WORK TO DO:
State how many lines in the entries contain the string "comma". Reply with the number alone.

[Segmentation data]
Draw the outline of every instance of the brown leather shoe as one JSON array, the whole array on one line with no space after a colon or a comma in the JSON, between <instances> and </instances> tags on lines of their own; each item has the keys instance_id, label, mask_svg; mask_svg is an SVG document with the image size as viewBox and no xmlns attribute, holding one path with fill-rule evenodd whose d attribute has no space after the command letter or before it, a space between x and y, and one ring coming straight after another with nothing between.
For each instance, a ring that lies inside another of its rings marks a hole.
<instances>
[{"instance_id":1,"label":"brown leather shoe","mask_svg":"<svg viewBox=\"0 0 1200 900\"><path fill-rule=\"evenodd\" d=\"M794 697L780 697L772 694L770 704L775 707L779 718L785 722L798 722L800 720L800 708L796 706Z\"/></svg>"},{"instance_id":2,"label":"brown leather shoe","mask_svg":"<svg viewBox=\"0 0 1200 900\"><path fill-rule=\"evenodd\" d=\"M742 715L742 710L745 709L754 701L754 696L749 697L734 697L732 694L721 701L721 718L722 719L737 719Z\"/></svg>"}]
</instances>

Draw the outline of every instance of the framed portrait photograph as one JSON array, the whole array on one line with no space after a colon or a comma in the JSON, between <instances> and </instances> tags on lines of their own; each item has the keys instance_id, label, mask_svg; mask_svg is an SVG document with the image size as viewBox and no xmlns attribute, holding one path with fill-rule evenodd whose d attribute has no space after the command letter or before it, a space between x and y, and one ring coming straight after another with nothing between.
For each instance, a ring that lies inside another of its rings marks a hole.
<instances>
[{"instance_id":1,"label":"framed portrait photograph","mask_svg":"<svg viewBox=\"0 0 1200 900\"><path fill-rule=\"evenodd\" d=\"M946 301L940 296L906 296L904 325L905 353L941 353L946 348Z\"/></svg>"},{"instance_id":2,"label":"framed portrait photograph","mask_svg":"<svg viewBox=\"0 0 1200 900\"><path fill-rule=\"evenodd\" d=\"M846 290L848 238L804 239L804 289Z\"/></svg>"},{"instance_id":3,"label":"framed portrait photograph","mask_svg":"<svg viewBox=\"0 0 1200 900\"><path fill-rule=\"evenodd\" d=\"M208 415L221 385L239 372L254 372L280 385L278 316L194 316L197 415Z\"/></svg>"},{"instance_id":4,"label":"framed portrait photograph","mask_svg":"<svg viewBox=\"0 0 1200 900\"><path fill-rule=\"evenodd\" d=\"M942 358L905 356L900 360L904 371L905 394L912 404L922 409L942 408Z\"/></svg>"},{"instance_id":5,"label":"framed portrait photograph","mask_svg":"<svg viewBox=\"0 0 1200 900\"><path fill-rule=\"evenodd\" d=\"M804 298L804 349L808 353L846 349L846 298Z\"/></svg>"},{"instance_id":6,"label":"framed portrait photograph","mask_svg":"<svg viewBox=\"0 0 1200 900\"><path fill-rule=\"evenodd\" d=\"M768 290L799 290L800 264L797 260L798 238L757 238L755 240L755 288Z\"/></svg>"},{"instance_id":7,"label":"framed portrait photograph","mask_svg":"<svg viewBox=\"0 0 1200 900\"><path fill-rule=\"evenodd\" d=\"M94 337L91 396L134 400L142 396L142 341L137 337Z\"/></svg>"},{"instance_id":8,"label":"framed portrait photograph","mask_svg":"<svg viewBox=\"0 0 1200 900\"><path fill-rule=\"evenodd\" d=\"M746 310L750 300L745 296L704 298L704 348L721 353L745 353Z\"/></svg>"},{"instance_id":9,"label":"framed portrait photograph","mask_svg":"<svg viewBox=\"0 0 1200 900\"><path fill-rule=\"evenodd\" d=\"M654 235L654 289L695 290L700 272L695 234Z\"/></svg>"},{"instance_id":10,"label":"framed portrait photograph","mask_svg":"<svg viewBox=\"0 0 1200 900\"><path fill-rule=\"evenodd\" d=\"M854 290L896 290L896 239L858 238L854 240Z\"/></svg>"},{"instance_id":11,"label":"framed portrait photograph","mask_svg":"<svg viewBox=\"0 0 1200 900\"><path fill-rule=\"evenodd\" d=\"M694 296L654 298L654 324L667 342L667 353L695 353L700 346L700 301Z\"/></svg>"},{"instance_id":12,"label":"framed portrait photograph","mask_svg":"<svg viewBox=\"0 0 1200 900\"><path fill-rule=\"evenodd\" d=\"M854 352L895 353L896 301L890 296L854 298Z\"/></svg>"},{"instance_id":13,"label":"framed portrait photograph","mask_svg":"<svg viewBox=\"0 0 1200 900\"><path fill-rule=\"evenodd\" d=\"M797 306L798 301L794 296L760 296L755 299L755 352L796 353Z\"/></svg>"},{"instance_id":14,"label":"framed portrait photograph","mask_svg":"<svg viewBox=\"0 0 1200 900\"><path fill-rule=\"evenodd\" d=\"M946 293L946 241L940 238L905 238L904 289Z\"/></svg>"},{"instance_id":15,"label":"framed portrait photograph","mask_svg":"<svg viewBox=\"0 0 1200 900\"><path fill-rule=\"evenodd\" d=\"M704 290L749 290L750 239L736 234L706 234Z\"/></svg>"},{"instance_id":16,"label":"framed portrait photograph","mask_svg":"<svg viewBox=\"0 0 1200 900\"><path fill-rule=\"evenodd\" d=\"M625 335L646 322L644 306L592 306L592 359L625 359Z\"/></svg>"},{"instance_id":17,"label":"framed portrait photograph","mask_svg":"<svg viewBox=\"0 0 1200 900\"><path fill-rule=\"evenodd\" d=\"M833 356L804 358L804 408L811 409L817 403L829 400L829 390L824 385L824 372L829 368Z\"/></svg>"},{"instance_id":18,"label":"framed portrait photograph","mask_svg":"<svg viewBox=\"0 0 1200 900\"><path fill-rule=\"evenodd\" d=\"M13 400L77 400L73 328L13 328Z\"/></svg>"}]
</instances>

RESULT:
2